Goal of the exercise - The records below need to be repeated exactly, with every picture left out.
──────── Input for this task
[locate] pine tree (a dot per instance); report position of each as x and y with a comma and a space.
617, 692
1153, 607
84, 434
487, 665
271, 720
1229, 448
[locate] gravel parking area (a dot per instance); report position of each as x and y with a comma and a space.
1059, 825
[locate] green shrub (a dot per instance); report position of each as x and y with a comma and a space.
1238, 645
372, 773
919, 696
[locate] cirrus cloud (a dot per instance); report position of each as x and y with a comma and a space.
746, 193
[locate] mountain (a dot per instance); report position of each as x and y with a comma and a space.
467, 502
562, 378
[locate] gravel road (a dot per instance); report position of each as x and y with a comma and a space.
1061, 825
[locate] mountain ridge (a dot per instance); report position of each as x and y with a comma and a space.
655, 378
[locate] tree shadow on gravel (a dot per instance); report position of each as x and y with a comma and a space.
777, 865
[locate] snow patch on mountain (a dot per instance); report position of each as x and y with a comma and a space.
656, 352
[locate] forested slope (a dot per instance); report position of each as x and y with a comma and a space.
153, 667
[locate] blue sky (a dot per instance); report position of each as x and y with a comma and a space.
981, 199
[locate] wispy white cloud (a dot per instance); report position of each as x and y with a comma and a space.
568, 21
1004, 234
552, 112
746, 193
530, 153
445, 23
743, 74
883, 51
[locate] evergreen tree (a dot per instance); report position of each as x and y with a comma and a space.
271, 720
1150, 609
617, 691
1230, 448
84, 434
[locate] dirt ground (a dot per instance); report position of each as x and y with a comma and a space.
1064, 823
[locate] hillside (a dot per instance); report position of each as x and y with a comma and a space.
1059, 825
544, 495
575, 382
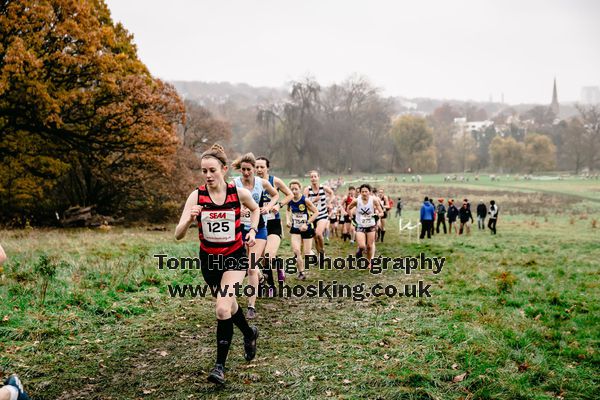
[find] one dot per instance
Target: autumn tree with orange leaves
(82, 121)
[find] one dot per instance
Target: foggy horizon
(468, 51)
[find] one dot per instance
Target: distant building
(554, 106)
(463, 126)
(590, 95)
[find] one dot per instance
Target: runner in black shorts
(273, 218)
(300, 224)
(216, 207)
(385, 205)
(348, 232)
(320, 196)
(367, 207)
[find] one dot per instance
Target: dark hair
(265, 159)
(216, 151)
(247, 158)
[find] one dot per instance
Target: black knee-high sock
(224, 336)
(239, 319)
(269, 274)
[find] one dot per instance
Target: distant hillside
(243, 96)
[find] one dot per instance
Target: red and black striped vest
(232, 202)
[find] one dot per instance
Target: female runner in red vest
(216, 206)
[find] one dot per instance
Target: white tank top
(365, 213)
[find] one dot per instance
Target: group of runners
(432, 214)
(241, 220)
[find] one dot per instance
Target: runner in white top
(273, 218)
(367, 207)
(320, 196)
(246, 165)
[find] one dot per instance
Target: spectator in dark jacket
(464, 214)
(493, 216)
(434, 215)
(399, 207)
(481, 214)
(427, 211)
(441, 215)
(452, 215)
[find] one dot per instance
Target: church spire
(554, 105)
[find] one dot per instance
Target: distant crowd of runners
(240, 220)
(432, 214)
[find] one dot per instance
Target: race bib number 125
(218, 226)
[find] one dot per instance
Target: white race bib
(366, 221)
(245, 216)
(299, 219)
(218, 226)
(269, 216)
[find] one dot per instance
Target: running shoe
(15, 382)
(216, 375)
(250, 345)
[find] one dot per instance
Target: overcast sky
(459, 49)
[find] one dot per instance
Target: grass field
(512, 316)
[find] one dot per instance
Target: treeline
(349, 127)
(83, 122)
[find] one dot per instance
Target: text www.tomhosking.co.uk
(330, 290)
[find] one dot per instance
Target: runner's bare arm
(280, 184)
(288, 215)
(286, 200)
(190, 211)
(272, 193)
(330, 195)
(351, 206)
(377, 205)
(248, 202)
(2, 255)
(313, 209)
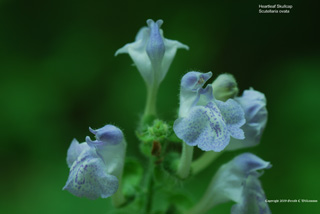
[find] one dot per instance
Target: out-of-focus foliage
(59, 76)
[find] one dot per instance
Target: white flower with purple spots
(152, 53)
(96, 166)
(238, 181)
(254, 105)
(204, 121)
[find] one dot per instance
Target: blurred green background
(59, 76)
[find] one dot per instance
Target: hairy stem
(204, 161)
(150, 108)
(149, 187)
(118, 198)
(185, 161)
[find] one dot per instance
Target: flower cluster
(211, 117)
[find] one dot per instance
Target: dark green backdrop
(59, 76)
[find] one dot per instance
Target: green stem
(149, 187)
(185, 161)
(151, 101)
(204, 161)
(118, 198)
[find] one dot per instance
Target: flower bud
(224, 87)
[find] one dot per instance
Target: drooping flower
(152, 53)
(254, 105)
(204, 121)
(238, 181)
(96, 166)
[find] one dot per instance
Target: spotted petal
(254, 105)
(238, 181)
(88, 178)
(75, 150)
(234, 116)
(205, 127)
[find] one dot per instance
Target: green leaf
(132, 176)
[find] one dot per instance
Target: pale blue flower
(152, 53)
(96, 166)
(204, 121)
(238, 181)
(254, 105)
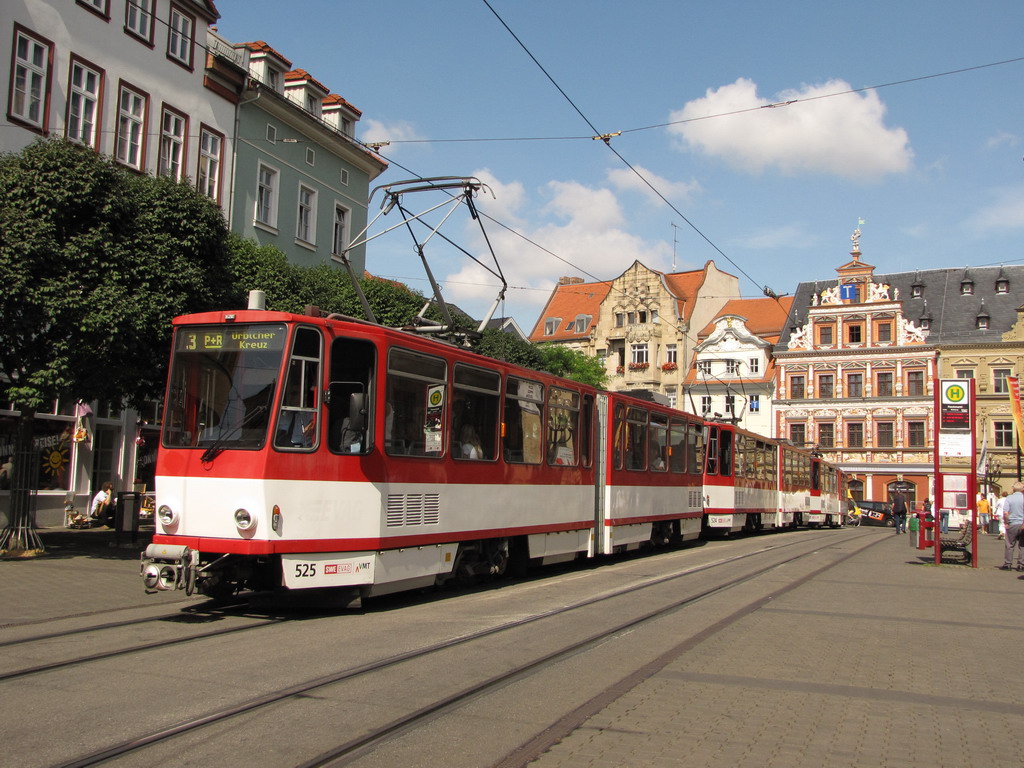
────────────────
Solution -
[locate] pine tree (a dot per instance); report position of each as x and y with a comma and a space.
617, 692
1153, 607
84, 434
487, 665
271, 720
1229, 448
[locate] gravel parking area (a dot per instance); report position of each as x and y with a comma and a space.
1059, 825
[locate] green shrub (a dot per instance); report position of each as x and y with a comma and a space.
1238, 645
372, 773
919, 696
[locate] cirrus cloud (a dot per instance); report position of each as x and y with a comma and a space.
746, 193
[locate] mountain (a dot per instance); report position of each as x and y with a comma and a space.
467, 502
562, 378
[locate] gravel road (a dot per instance); report position of each as x and y with a comma and a space.
1061, 825
[locate] mountain ridge (a dot per instance); report position of each as x and y with a comma and a space.
655, 378
[locate] tree shadow on gravel (a dot per instance); report position of each as x and y with a comma and a space.
777, 865
[locate] snow patch on mountain (a dot per instance); report position of each as x and y with a comma and a space.
656, 352
[locate] forested slope (a dot per instance); report position of each as x and y with a comma and a space.
153, 667
[locate] blue sky (a dot per instance); report position of each as x and y with a comma and a space.
981, 199
[locate] wispy white cloud (a dot per instance); report position of each as x and y with a comma and a space.
568, 21
1004, 234
552, 112
746, 193
530, 153
445, 23
743, 74
883, 51
[locate] evergreen tree (a dot per instance); report position of each as x and y with a comma and a space.
271, 720
1150, 609
617, 691
1230, 448
84, 434
[locate] dirt ground (a dot per instance); report position of each as x and y with a comma and a space.
1064, 823
[locate] hillside (a dot per instance); report position of each as x and y with a comma and a space.
1059, 825
544, 495
575, 382
[find] one dot per instance
Target: autumn tree with orange leaves
(82, 121)
[find] one dot per instance
Target: foggy horizon
(468, 51)
[find] one dot per instance
Target: distant building
(554, 106)
(463, 126)
(590, 95)
[find] one dot per instance
Target: runner in black shorts
(273, 218)
(300, 224)
(216, 207)
(385, 205)
(348, 232)
(320, 196)
(367, 207)
[find] one dot per instance
Target: dark hair
(265, 159)
(216, 151)
(247, 158)
[find] one dot per instance
Target: black knee-high sock
(224, 336)
(239, 319)
(269, 274)
[find] one dot per instance
Target: distant hillside
(243, 96)
[find] one dot per instance
Target: red and black striped vest
(232, 202)
[find] one dot per instance
Target: female runner in red vest
(216, 206)
[find] one dot per instance
Target: white tank top
(365, 213)
[find] one dot per instance
Target: group of runners
(432, 214)
(241, 220)
[find] one dot per instance
Target: runner in white top
(273, 218)
(367, 207)
(320, 196)
(246, 165)
[find] one dot per instance
Target: spectator in dark jacket
(464, 214)
(493, 216)
(434, 215)
(399, 207)
(481, 214)
(427, 211)
(441, 215)
(452, 215)
[find] one dot per instance
Target: church spire
(554, 105)
[find] one dot per instance
Target: distant crowd of runners
(240, 220)
(432, 214)
[find] one dot per instance
Target: race bib number 125
(218, 226)
[find] one dot per instance
Target: white race bib
(366, 221)
(245, 216)
(299, 219)
(218, 226)
(269, 216)
[find] one dot per instance
Target: running shoe
(15, 382)
(216, 375)
(250, 345)
[find] one dot per instance
Target: overcast sky
(459, 49)
[find] one dot per instance
Target: grass field
(512, 316)
[find] one dot per instance
Target: treeline
(349, 127)
(83, 122)
[find] one dot per instance
Target: text www.tomhosking.co.uk
(330, 290)
[find] one dot per instance
Target: runner's bare arm
(280, 184)
(288, 215)
(286, 200)
(190, 211)
(272, 193)
(330, 195)
(351, 206)
(377, 205)
(248, 202)
(2, 255)
(313, 209)
[find] one dot per instance
Target: out-of-focus foliage
(59, 76)
[find] one dot per instance
Target: white flower with purple spots
(152, 53)
(96, 166)
(238, 181)
(254, 105)
(204, 121)
[find] one dot per instance
Target: blurred green background
(59, 76)
[find] one dot per instance
Target: hairy stem
(204, 161)
(150, 108)
(149, 187)
(118, 198)
(185, 161)
[find] one dot per instance
Target: flower cluster
(211, 117)
[find] one dot per instance
Target: dark green backdrop
(59, 76)
[find] one dot per instance
Target: green stem
(149, 187)
(185, 161)
(151, 101)
(204, 161)
(118, 198)
[find] one dot per instance
Target: flower bud
(224, 87)
[find] one dot per instance
Target: drooping flower
(152, 53)
(254, 105)
(204, 121)
(238, 181)
(96, 166)
[find] one dot per instance
Target: spotted petal
(254, 105)
(238, 181)
(88, 178)
(75, 150)
(234, 116)
(205, 127)
[find] one dot per instance
Target: green leaf
(132, 176)
[find] one dot per instance
Target: pale blue flower
(152, 53)
(96, 166)
(204, 121)
(238, 181)
(254, 105)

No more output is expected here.